◆ Aim of the task: Repeat exactly the lines from the line containing "Target: shelf" to the last line of the listing, including both.
** Start **
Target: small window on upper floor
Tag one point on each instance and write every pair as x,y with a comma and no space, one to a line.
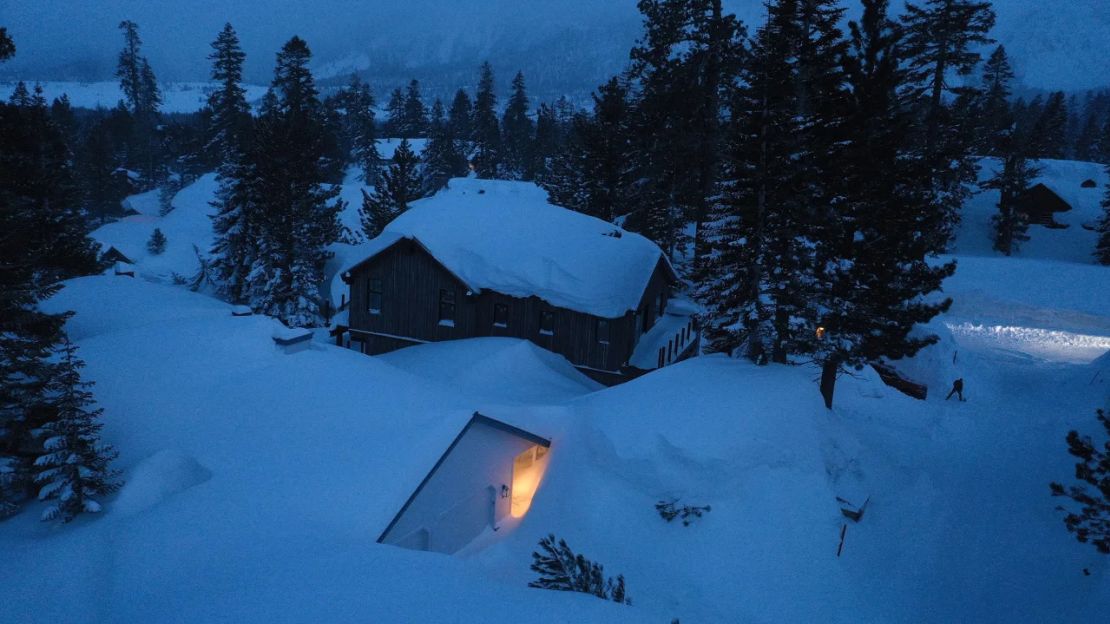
547,322
374,295
447,308
501,314
603,331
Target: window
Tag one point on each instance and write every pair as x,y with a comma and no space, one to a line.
547,322
447,308
374,295
501,314
603,331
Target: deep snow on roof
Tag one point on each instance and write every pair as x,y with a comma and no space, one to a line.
505,237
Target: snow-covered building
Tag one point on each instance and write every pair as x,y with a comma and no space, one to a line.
487,474
488,258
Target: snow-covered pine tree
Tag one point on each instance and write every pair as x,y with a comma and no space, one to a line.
234,247
1102,247
874,269
414,122
516,132
73,469
441,159
941,39
42,241
484,127
157,243
680,70
401,184
1090,523
296,218
1049,134
395,113
1009,224
757,268
562,570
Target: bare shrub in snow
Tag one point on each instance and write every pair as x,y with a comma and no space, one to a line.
562,570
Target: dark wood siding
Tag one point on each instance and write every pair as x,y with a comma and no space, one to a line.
411,281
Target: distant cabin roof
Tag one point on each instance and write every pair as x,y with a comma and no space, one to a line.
505,237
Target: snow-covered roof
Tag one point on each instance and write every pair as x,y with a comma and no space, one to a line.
505,237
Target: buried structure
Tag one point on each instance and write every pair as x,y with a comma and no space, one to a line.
487,474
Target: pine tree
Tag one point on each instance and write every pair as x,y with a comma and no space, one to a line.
234,248
1102,248
1011,182
157,243
875,277
486,131
294,221
230,123
562,570
401,185
414,120
1049,134
1090,524
73,468
941,39
441,159
351,112
395,113
516,133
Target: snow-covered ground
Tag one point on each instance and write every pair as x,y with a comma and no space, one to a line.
177,97
259,481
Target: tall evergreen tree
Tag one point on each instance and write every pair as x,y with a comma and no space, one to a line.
485,130
73,468
874,270
441,159
516,133
395,113
414,120
401,185
997,118
1102,248
296,218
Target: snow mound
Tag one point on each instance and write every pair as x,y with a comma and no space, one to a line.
505,237
155,479
503,368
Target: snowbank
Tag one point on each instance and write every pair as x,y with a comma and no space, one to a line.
505,237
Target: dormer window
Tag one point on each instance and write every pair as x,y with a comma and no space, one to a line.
447,308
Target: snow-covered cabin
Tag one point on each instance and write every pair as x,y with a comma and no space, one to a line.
488,258
487,474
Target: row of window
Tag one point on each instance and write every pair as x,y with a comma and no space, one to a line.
500,311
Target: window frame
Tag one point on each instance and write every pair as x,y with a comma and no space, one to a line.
371,292
448,300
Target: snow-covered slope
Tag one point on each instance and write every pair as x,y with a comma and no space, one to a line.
506,237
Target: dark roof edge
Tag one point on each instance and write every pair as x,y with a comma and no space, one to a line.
475,419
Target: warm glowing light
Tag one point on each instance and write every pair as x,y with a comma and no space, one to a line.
527,471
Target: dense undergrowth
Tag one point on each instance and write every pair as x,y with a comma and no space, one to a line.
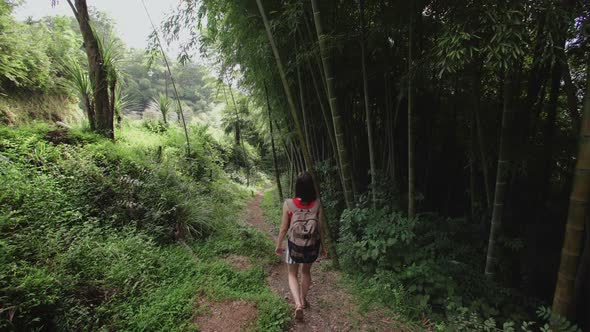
90,230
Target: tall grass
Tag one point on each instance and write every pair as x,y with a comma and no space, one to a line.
89,229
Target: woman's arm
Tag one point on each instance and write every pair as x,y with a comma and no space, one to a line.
285,222
323,229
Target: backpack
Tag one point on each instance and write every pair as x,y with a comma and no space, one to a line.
304,233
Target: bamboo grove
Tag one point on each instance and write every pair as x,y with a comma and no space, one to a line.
471,109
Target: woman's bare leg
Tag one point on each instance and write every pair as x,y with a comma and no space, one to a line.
305,281
294,284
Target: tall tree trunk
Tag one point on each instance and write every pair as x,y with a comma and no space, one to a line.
90,112
563,300
481,137
302,106
325,115
272,143
367,107
472,153
549,130
570,93
290,101
411,177
582,288
502,176
239,139
336,116
97,71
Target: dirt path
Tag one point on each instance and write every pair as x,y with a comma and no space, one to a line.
332,308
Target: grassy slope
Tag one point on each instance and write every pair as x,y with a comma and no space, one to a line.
86,232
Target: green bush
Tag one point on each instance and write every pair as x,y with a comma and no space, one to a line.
418,266
87,230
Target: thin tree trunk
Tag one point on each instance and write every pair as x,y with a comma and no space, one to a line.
481,139
570,93
327,118
367,107
112,94
549,130
239,139
582,288
336,116
472,153
302,106
502,175
90,112
272,143
97,72
411,183
563,299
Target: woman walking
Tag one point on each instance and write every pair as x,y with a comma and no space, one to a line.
303,221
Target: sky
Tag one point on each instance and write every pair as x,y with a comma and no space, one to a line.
132,24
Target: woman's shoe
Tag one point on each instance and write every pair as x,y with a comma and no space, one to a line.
305,304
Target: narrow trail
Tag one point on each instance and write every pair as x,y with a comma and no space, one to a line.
332,308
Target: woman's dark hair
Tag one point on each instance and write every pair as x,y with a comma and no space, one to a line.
304,188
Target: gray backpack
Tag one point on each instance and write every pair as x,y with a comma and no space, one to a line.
304,233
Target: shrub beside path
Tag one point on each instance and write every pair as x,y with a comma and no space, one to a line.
332,308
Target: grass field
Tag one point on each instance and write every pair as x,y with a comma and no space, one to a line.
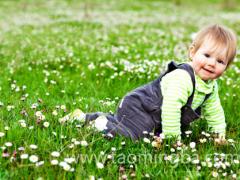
56,56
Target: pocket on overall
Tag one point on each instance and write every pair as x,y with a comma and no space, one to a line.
188,115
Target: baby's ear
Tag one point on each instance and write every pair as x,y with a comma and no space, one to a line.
191,51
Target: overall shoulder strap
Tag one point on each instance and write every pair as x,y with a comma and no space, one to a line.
189,69
172,66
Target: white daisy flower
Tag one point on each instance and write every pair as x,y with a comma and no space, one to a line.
55,154
33,146
54,162
46,124
2,134
33,158
146,140
40,163
8,144
24,156
70,160
100,165
84,143
192,145
215,174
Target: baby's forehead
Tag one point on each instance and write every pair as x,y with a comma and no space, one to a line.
213,46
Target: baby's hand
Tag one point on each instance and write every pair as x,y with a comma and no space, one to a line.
77,114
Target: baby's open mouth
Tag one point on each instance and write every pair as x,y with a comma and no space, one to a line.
208,70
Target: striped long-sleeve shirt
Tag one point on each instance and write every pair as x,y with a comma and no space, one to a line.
176,88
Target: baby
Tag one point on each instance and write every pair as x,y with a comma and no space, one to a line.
178,97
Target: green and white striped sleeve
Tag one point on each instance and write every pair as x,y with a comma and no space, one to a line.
213,113
176,87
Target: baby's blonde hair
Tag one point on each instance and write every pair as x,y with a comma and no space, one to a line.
222,37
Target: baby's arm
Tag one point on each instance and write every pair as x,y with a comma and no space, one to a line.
176,88
214,114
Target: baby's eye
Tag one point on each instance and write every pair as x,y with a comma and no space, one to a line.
220,61
206,55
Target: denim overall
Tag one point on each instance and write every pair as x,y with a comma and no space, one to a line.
140,109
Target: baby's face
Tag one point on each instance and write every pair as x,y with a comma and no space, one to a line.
208,61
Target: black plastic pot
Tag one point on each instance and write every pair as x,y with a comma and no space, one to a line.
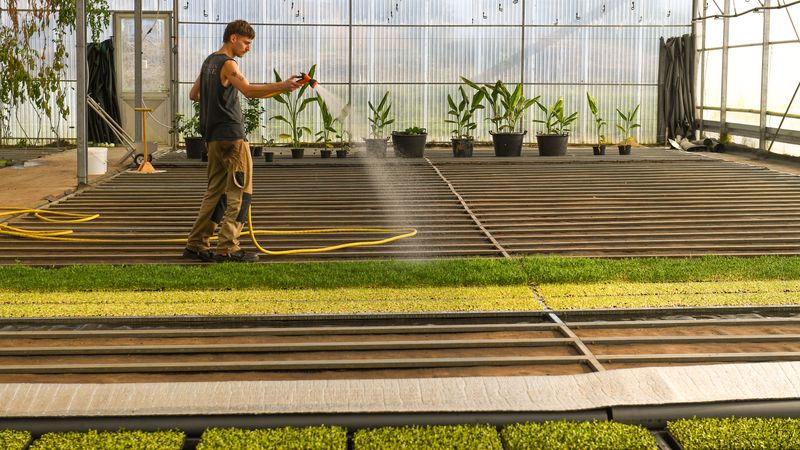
508,144
462,148
195,148
552,144
409,145
376,148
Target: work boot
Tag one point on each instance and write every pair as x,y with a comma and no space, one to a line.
201,255
237,256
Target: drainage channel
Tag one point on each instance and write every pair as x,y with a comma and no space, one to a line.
389,346
585,352
393,346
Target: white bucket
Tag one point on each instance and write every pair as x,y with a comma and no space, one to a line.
98,160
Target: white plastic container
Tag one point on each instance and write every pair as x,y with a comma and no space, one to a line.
98,160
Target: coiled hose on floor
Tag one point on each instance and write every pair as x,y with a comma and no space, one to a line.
63,217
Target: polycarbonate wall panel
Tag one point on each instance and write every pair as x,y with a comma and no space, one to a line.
712,92
417,49
744,78
26,122
435,55
783,78
439,12
744,74
782,24
748,28
296,12
608,12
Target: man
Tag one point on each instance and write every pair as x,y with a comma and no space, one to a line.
230,166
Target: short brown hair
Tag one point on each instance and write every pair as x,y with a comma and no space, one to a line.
240,27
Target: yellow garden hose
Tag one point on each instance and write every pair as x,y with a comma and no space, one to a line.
58,235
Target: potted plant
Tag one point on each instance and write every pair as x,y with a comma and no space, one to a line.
269,155
599,123
344,144
252,120
190,130
329,128
295,105
506,110
464,112
553,142
626,127
410,143
378,120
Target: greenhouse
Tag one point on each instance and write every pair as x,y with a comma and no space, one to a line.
352,224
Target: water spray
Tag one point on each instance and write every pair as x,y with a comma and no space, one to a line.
302,79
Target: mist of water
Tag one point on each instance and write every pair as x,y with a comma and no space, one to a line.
388,180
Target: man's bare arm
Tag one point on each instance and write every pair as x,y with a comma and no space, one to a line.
232,75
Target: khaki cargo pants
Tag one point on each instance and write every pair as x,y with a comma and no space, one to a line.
227,198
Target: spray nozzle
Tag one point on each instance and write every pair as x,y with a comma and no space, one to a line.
303,78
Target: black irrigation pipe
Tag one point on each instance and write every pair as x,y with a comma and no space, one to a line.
653,417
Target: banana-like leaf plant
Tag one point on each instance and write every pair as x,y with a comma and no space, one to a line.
295,104
628,124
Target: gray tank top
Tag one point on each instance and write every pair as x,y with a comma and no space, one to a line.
220,110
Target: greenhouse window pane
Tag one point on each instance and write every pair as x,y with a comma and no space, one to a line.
744,78
783,77
747,28
712,94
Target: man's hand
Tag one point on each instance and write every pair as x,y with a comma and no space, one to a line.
290,84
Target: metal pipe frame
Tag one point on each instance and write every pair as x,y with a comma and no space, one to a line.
80,107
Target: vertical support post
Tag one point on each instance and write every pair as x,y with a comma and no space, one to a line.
137,65
175,88
701,62
80,118
762,120
522,50
723,113
350,66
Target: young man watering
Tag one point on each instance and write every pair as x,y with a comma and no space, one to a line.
230,166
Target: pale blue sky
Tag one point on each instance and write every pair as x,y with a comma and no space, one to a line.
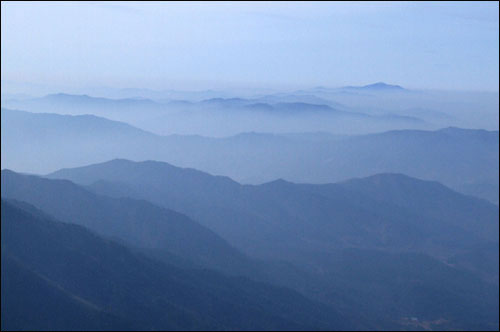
215,45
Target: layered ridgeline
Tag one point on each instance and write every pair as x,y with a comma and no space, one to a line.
466,160
59,276
381,277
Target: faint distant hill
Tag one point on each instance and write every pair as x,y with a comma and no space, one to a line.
80,104
463,159
378,87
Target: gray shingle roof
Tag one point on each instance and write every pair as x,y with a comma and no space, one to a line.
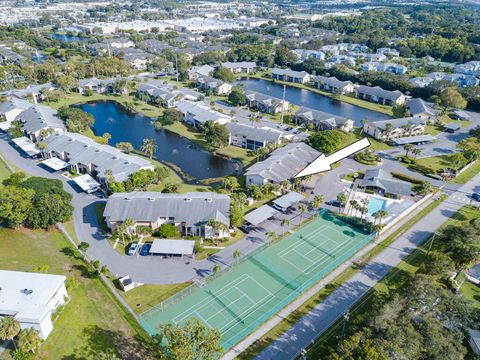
379,92
284,163
190,208
418,106
332,81
398,123
261,134
289,72
14,103
380,179
319,117
262,98
83,150
39,117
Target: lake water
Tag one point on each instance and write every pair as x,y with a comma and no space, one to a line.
302,97
133,128
66,38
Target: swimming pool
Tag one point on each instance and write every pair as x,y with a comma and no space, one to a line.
376,204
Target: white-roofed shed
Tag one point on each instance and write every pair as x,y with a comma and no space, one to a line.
26,145
258,216
287,200
172,247
86,183
55,164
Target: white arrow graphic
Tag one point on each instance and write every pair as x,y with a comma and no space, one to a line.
324,163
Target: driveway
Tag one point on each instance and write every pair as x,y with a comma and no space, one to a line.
143,269
156,270
321,317
446,142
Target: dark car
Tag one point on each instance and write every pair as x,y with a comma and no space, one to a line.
334,203
132,249
145,250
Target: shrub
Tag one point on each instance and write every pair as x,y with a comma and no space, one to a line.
407,178
168,231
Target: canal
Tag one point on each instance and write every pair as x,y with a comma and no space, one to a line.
113,118
303,97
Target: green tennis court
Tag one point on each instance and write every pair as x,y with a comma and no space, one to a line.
250,293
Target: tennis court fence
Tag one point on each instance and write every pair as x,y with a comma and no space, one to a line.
294,286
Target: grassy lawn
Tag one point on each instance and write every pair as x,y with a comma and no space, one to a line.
466,175
345,98
144,297
436,162
355,135
396,278
471,292
4,171
283,326
139,106
93,324
444,119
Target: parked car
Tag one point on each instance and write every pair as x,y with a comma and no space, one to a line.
132,249
145,250
334,203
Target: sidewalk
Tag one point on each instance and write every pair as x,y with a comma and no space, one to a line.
289,309
323,315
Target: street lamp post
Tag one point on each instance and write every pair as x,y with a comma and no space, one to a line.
346,316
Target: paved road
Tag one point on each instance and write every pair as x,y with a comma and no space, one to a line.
446,142
148,269
319,319
156,270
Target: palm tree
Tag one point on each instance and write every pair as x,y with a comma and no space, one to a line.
216,269
284,222
129,223
317,202
9,328
388,129
237,254
29,340
380,215
416,152
342,199
303,209
363,122
149,146
353,206
285,184
363,208
407,148
270,236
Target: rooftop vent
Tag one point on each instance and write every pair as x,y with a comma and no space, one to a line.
26,291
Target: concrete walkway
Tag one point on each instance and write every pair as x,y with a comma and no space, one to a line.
321,317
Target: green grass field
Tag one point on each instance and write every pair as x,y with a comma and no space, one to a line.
241,299
93,324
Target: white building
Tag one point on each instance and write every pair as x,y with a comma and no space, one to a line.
32,298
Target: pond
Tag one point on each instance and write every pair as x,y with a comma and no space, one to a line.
66,38
303,97
113,118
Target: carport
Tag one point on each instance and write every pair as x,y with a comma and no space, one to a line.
55,164
258,216
287,200
86,183
27,146
172,247
414,139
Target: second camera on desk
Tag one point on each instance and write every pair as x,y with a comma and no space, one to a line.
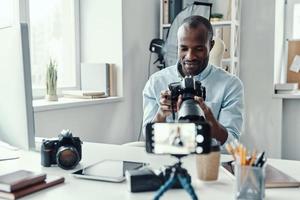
64,151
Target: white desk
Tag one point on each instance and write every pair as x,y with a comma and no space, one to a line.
74,188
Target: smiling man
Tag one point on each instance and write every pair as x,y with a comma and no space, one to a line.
223,107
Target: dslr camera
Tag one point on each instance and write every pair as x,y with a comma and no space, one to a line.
189,109
64,151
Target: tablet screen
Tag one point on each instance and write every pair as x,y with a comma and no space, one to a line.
108,170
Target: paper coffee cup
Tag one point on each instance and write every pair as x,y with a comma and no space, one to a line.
207,165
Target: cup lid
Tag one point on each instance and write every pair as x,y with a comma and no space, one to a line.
215,145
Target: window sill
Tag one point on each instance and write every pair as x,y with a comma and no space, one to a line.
41,105
295,95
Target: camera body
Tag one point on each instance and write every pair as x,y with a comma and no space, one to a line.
65,151
142,180
189,109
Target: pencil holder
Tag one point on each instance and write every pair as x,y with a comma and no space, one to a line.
250,182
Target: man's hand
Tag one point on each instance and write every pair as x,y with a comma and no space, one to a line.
217,130
165,108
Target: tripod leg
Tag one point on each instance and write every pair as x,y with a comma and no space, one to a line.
187,186
165,187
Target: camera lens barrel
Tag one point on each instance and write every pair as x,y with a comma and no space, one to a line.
67,157
46,151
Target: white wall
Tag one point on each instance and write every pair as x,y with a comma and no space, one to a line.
112,122
291,127
263,113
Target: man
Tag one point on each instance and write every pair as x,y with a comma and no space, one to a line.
223,107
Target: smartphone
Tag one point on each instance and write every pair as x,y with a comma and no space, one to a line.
108,170
178,138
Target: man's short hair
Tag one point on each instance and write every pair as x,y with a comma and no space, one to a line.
195,21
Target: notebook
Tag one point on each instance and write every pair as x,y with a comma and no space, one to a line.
274,177
19,179
50,181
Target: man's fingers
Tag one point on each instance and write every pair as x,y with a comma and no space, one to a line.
165,108
165,101
165,94
203,106
179,102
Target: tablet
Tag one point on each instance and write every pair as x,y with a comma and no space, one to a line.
108,170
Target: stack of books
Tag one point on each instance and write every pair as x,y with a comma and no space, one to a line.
83,94
22,182
286,88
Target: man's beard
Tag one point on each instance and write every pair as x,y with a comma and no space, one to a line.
193,67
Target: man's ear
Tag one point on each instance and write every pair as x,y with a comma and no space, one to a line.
212,43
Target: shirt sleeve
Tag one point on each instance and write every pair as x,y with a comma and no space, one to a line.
231,114
150,105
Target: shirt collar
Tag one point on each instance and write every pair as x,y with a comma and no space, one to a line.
200,76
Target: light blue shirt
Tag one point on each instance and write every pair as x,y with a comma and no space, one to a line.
224,96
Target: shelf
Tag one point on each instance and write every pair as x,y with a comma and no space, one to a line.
228,60
221,23
166,25
41,105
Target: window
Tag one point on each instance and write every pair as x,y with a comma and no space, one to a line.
292,19
296,21
53,34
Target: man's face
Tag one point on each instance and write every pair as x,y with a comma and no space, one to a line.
193,49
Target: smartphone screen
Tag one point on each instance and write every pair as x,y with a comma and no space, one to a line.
108,170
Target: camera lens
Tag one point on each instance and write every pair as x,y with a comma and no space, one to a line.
** End **
◆ The result:
Target: shelf
Tag one point on each instance and write every pair as x,y with a comma and no space, one to a line.
228,60
221,23
166,25
41,105
Target: window
Tag one point on each instance and write every pair as x,y with a comma and no space, one to a line.
292,19
296,21
53,34
Target: man's face
Tag one point on each instance and write every pair as x,y with a comma and no space, one to a line.
193,49
Target: smartphone screen
Tag one point on each instance and write every pair as x,y with a comma and no space, one to a line.
108,170
Target: camera lens
Tag one point on each instance and write every pair as x,y with a comma and no space, one to a line.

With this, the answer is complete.